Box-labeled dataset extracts
━━━━━━━━━━━━━━━━━━━━━━━━━━━━━━

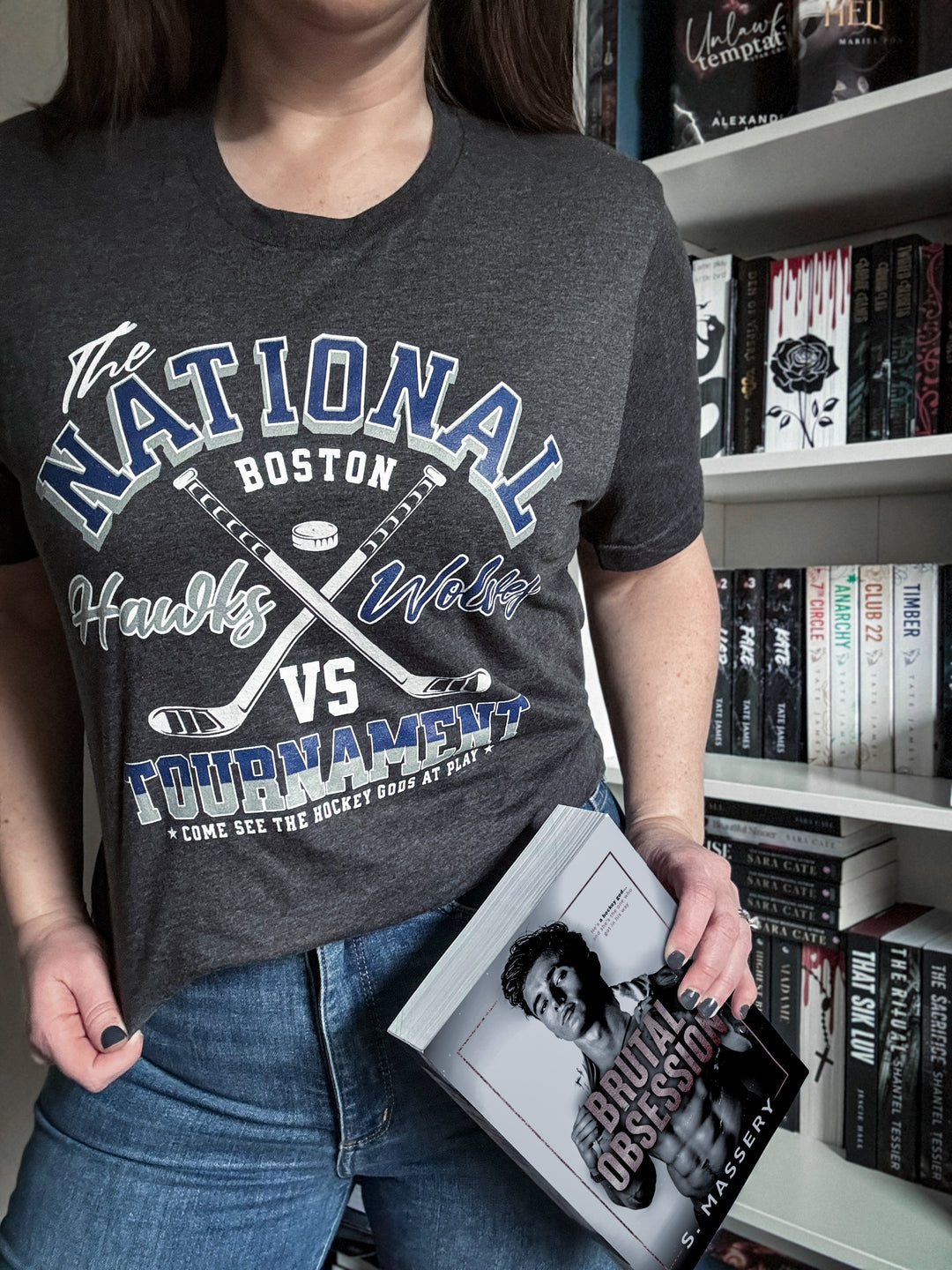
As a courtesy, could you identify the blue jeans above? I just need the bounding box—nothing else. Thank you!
[0,783,627,1270]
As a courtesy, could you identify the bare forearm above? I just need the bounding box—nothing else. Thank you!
[0,560,85,932]
[579,539,719,842]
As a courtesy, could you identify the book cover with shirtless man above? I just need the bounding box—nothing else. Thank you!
[391,808,806,1270]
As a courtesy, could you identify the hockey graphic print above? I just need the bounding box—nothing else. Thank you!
[37,321,562,842]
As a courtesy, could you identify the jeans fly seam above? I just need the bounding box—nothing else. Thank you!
[315,947,346,1168]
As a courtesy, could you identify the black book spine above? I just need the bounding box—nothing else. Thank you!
[738,886,840,931]
[876,941,921,1181]
[919,947,952,1192]
[770,938,802,1132]
[731,863,840,907]
[707,837,843,883]
[600,0,618,146]
[940,243,952,432]
[866,239,892,441]
[704,797,843,838]
[707,569,733,754]
[843,931,880,1169]
[750,931,770,1020]
[733,257,770,455]
[846,243,872,444]
[935,564,952,780]
[762,569,806,763]
[888,234,923,438]
[731,569,764,758]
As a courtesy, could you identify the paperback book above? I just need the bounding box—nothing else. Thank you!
[390,808,805,1270]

━━━━━━━━━━━━━━━━━━━━━━━━━━━━━━

*PROBLEM REQUIREMENTS:* Copy out word for word the part of the items that opens with the line containing "As a courtesy, could you identify the jeans" and runs to the end, including both that first line and the last one.

*REPLY TO THE TASK:*
As a courtesy, could you identify the jeans fly seam above? I just need the bounding box—nothing else. Thank you!
[315,947,346,1168]
As a courtesy, could you identify the black book spine above? I just need the bounding box—nothing else. Thank you!
[738,886,840,931]
[876,941,921,1181]
[919,947,952,1192]
[770,938,802,1132]
[731,863,840,907]
[707,837,843,883]
[600,0,618,146]
[940,243,952,432]
[866,239,892,441]
[704,797,843,838]
[707,569,733,754]
[843,931,880,1169]
[750,931,770,1020]
[733,257,770,455]
[846,243,872,444]
[935,564,952,780]
[762,569,806,763]
[888,234,923,438]
[731,569,764,758]
As a courtesy, could you identify the paperback book above? I just need the bounding box—nothing else. Thank you!
[390,808,805,1270]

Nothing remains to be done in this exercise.